**** Excerpt to read

Ahmed Moneka marks ten-year milestone with revival of “King Gilgamesh” and new film at TIFF

Ten years ago, Ahmed Moneka came to Toronto for TIFF with one suitcase and a film that would alter his life. That film was The Society, the first Iraqi film to feature a gay protagonist. He was here to promote it, and within days, Iraq’s militias forbade his return, forcing him to seek asylum in Canada.

Ahmed Moneka (photo: ahmedmoneka.com)

Today, he stands at a triumphant intersection: having returned to TIFF 2025 in Honey Bunch,” the latest film from Madeleine Sims-Fewer and Dusty Mancinelli. which coincides with a glorious revival production of his acclaimed theatre-music project King Gilgamesh & The Man of the Wild, and he is preparing a concert to celebrate a decade of exile, art, and community   .“This is a bit special,” Moneka offers understatedly. “Ten years now!. …My anniversary is happening, and I’m doing a concert”. He has also just remounted his play King Gilgamesh at Soulpepper. “And because of what’s happening politically between Jews and Muslims,” there are a lot of “different resonations happening with this show”.

********
**** Given data

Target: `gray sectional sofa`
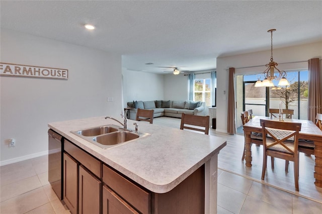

********

◆ Tasks ◆
1. Return the stretch of the Ahmed Moneka article from "Ten years ago, Ahmed" through "asylum in Canada.", word for word.
2. In the Ahmed Moneka article, what film brought him to Toronto for TIFF ten years ago?
3. Pick up the Ahmed Moneka article after its final sentence and write how it goes on.

◆ Answers below ◆
1.
Ten years ago, Ahmed Moneka came to Toronto for TIFF with one suitcase and a film that would alter his life. That film was The Society, the first Iraqi film to feature a gay protagonist. He was here to promote it, and within days, Iraq’s militias forbade his return, forcing him to seek asylum in Canada.

2. The Society, the first Iraqi film to feature a gay protagonist.

3.
Widely acclaimed, King Gilgamesh & The Man of the Wild is  a theatre-music work that interweaves two narratives: one ancient, and one contemporary. In the modern thread, actor Jesse (Jesse LaVercombe) receives bad career news in a Toronto café, where he meets Ahmed (Moneka), a café worker. Ahmed begins to tell the ancient epic of King Gilgamesh of Uruk and his friendship with Enkidu the wild man. The two actors shift back and forth between personal stories — Jesse grapples with family and belonging; while Ahmed carries exile, loss, hope — and episodes from the 11th-century BC epic, which include battles, jealous gods, and the quest for eternal life.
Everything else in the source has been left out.